**Seitentext**
----

Ohne Vulgärrousseauismus kommt keine grüne Rede aus. Rousseaus philosophisches wie lebenspraktisches Motto steht über jeder grünen Bühne, tout dire, alles sagen. Und Habeck sagte in seinem bekannten und bekannt wolkigen Plädoyer für neue „Denkräume, Diskussionsräume, Streiträume“ – Max Giermann nuschelte vom „Echoraum für alle progressiven Kräfte“: Deutschland brauche, die Zeit verlange „Politik aus einem Guss, die sich traut, die Systeme zu ändern, von innen heraus zu ändern, um über die Systeme auch zu einer politischen Gemeinsamkeit wieder zu kommen.“

Auf Fragen mit Fragen antworten

Das klingt nach einem umgedrehten Johannes Rau: Erst spalten, dann versöhnen. „Politische Gemeinsamkeit“ wäre nur um den Preis verringerter Vielfalt zu erkaufen, die doch das Herz der neuen Republik bilden soll. Welche „Systeme“ sollen wie geändert werden? Und was macht man mit denen, die an alten Systemen wie beispielsweise Marktwirtschaft und Eigentumsrecht und repräsentativer Demokratie hängen?

Habecks Reden funktionieren auch deshalb außerordentlich gut, weil sie Fragen hervorrufen, auf die sie mit Fragen antworten. Das Zwiebelprinzip wird bei Habeck oratorisch. „Der Markt wird’s richten? Der Markt richtet sie hin“, echauffierte sich Habeck über die schwierige Lage der Landwirte. Will er den Markt abschaffen? Darauf fanden sich in Landshut keine Hinweise. Welche anderen abschaffungswürdigen Systeme meint er? Jene, die der Zukunft als „Ermöglichungsraum“ im Weg stehen.

----

**Vorliegende Einträge**
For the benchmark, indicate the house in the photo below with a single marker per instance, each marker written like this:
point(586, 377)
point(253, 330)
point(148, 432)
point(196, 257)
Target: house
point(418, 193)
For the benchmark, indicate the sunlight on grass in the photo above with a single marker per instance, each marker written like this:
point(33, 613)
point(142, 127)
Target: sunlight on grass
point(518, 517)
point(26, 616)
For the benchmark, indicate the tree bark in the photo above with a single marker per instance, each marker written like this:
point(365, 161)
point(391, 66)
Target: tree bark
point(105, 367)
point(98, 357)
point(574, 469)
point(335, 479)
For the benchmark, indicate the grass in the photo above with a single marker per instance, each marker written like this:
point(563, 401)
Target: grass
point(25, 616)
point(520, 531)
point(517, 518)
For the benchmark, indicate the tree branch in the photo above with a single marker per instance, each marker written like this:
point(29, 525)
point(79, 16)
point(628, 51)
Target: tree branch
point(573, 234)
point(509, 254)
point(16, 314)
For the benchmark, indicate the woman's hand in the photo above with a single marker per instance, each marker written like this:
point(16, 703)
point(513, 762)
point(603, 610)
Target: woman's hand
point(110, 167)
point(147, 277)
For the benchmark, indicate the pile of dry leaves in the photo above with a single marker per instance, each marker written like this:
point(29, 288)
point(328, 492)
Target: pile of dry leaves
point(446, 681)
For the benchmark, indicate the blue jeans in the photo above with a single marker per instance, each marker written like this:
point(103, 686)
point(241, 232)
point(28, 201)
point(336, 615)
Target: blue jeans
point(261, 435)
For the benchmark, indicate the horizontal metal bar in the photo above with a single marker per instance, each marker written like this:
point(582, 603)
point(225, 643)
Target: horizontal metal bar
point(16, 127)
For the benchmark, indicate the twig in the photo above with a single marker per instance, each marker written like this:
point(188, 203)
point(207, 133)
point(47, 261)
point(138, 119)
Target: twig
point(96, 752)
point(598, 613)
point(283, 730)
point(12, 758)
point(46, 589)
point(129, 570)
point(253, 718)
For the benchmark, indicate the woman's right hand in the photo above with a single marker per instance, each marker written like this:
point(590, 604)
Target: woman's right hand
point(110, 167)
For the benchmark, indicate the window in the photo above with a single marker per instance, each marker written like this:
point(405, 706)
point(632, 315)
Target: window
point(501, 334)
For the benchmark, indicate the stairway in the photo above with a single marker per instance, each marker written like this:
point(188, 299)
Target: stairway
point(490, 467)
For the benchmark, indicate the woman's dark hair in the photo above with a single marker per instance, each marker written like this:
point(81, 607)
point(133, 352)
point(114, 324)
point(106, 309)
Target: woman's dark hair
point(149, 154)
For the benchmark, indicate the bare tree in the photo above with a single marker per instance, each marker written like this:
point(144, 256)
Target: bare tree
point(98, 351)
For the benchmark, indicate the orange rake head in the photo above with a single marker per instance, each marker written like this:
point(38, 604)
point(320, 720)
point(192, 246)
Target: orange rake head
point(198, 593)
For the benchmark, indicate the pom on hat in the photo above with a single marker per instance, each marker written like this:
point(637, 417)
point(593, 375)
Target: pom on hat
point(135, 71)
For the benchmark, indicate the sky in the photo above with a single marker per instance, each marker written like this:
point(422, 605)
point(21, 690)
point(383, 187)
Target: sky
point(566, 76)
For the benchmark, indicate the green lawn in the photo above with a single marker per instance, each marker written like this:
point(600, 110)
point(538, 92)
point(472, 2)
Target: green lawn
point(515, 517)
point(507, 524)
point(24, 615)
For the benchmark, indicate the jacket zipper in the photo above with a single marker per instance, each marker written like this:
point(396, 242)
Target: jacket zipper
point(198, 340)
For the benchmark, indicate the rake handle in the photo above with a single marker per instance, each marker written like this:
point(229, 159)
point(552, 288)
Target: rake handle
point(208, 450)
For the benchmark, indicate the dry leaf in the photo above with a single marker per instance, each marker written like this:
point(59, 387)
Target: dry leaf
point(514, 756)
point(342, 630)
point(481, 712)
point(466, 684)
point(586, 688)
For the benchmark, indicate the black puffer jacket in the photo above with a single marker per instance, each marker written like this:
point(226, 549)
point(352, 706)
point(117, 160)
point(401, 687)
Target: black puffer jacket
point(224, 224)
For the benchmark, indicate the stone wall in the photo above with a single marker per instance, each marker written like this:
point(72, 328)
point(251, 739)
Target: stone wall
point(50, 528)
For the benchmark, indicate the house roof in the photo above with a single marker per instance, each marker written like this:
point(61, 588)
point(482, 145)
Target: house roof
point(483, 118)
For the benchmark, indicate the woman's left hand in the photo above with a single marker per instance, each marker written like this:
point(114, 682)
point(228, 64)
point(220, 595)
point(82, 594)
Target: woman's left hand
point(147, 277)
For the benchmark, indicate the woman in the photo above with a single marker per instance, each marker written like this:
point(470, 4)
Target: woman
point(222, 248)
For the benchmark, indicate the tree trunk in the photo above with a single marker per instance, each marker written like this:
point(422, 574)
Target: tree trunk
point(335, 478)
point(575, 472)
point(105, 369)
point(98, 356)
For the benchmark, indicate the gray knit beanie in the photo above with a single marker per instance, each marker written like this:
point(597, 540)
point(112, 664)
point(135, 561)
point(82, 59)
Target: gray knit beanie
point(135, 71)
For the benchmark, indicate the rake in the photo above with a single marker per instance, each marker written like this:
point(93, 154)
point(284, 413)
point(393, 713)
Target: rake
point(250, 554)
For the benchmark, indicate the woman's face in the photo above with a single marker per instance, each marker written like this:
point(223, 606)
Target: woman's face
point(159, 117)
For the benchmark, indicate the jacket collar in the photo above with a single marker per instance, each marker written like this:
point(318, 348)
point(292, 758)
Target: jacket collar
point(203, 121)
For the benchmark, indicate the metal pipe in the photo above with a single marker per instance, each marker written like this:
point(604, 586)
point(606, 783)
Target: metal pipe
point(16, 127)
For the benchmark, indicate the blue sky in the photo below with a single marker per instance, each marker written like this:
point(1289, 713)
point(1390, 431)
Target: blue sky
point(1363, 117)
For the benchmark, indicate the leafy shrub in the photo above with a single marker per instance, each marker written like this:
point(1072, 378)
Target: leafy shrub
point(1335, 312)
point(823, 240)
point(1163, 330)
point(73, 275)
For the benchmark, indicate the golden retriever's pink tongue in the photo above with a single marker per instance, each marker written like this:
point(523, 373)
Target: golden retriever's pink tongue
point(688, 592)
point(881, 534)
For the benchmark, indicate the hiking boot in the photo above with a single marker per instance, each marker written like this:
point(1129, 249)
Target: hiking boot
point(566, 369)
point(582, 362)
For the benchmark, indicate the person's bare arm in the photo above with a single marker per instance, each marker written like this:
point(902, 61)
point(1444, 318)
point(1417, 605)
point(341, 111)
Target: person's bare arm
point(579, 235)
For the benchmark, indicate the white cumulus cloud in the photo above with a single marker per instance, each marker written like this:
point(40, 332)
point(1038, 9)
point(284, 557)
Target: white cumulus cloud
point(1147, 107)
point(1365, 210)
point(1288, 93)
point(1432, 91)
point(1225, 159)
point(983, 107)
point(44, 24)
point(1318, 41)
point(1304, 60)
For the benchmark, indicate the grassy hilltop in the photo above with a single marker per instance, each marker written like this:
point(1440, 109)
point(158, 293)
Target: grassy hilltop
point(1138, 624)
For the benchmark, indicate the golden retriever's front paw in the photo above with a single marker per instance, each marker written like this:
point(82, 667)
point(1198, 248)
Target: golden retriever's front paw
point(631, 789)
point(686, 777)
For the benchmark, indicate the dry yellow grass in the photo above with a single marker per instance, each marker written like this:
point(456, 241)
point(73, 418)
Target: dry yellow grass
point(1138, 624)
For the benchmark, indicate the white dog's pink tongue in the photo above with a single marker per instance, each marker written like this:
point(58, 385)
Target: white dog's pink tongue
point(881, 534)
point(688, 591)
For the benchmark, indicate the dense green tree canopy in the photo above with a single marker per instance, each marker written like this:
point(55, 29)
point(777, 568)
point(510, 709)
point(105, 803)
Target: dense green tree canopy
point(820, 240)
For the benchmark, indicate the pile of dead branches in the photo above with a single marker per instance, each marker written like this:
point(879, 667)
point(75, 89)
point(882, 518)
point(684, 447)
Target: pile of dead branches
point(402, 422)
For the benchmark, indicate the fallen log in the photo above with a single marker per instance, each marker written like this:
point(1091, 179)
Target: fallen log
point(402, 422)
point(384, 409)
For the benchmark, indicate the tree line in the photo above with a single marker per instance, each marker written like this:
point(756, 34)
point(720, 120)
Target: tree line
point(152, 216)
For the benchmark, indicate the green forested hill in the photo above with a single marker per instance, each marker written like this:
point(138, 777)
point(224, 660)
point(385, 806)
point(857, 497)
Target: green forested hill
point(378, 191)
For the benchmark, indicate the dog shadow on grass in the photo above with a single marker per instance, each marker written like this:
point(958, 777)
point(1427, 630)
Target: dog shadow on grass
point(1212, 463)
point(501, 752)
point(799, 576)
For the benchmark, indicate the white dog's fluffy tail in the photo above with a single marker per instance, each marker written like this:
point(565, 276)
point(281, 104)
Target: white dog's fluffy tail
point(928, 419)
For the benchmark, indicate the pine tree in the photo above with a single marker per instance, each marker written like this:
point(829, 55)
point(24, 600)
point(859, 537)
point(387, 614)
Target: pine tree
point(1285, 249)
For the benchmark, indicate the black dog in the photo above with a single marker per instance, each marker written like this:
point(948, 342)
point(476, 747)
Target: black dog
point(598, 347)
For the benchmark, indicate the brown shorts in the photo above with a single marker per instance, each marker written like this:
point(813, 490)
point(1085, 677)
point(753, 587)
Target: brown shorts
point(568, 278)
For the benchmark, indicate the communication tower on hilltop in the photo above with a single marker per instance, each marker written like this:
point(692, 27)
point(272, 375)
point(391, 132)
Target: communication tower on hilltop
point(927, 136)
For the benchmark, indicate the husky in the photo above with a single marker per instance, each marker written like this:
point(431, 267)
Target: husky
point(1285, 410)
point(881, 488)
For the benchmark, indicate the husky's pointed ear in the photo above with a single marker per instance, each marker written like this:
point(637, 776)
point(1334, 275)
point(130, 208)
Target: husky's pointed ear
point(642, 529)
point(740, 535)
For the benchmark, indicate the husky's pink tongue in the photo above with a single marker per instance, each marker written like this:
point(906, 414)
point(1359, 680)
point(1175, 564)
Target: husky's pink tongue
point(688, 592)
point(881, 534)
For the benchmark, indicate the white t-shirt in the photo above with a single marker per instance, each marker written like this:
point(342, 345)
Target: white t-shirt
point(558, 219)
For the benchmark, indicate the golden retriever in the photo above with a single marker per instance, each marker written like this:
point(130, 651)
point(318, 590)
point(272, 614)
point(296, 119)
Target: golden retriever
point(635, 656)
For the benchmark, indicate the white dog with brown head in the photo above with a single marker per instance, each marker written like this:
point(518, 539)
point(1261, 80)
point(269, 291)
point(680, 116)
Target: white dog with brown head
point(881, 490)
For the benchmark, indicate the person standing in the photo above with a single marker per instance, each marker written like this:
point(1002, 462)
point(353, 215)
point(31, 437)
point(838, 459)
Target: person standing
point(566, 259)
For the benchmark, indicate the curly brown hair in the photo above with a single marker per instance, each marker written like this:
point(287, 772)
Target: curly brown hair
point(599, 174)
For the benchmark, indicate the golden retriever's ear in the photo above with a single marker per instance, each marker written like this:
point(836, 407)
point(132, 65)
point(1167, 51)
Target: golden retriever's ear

----

**Aufgabenstellung**
Übernimm aus dem Seitentext wörtlich die Passage, die bei den Worten „Das klingt nach“ einsetzt, und hör nach „im Weg stehen.“ auf.

**Lösung**
Das klingt nach einem umgedrehten Johannes Rau: Erst spalten, dann versöhnen. „Politische Gemeinsamkeit“ wäre nur um den Preis verringerter Vielfalt zu erkaufen, die doch das Herz der neuen Republik bilden soll. Welche „Systeme“ sollen wie geändert werden? Und was macht man mit denen, die an alten Systemen wie beispielsweise Marktwirtschaft und Eigentumsrecht und repräsentativer Demokratie hängen?

Habecks Reden funktionieren auch deshalb außerordentlich gut, weil sie Fragen hervorrufen, auf die sie mit Fragen antworten. Das Zwiebelprinzip wird bei Habeck oratorisch. „Der Markt wird’s richten? Der Markt richtet sie hin“, echauffierte sich Habeck über die schwierige Lage der Landwirte. Will er den Markt abschaffen? Darauf fanden sich in Landshut keine Hinweise. Welche anderen abschaffungswürdigen Systeme meint er? Jene, die der Zukunft als „Ermöglichungsraum“ im Weg stehen.